Instructions for the task:
Lines before the one containing "Target: framed artwork on wall" are left out; output the rest of the data exactly, through the final line.

Material for this exercise:
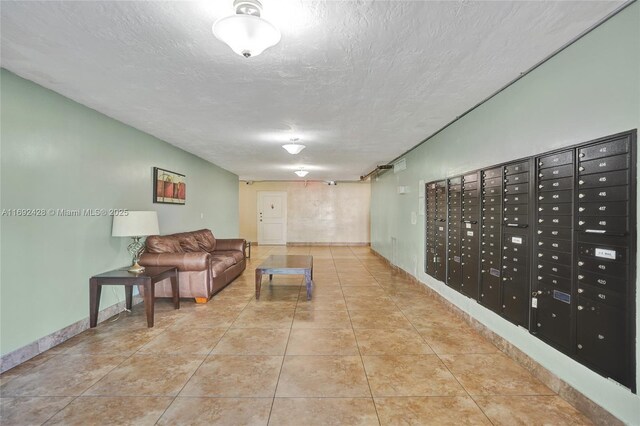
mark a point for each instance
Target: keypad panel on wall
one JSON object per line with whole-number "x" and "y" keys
{"x": 436, "y": 229}
{"x": 549, "y": 243}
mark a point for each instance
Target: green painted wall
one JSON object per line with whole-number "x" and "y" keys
{"x": 591, "y": 89}
{"x": 56, "y": 153}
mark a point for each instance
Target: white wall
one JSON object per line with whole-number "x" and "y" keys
{"x": 316, "y": 212}
{"x": 591, "y": 89}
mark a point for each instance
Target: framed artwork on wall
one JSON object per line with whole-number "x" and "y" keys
{"x": 169, "y": 187}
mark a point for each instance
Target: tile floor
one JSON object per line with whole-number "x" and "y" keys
{"x": 369, "y": 348}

Response area:
Target: framed artwork on wall
one JSON object per line with whole-number "x" and "y" keys
{"x": 169, "y": 187}
mark a point for each instance
Target: tile floor
one JSON object per line with whole-number "x" and "y" keys
{"x": 369, "y": 348}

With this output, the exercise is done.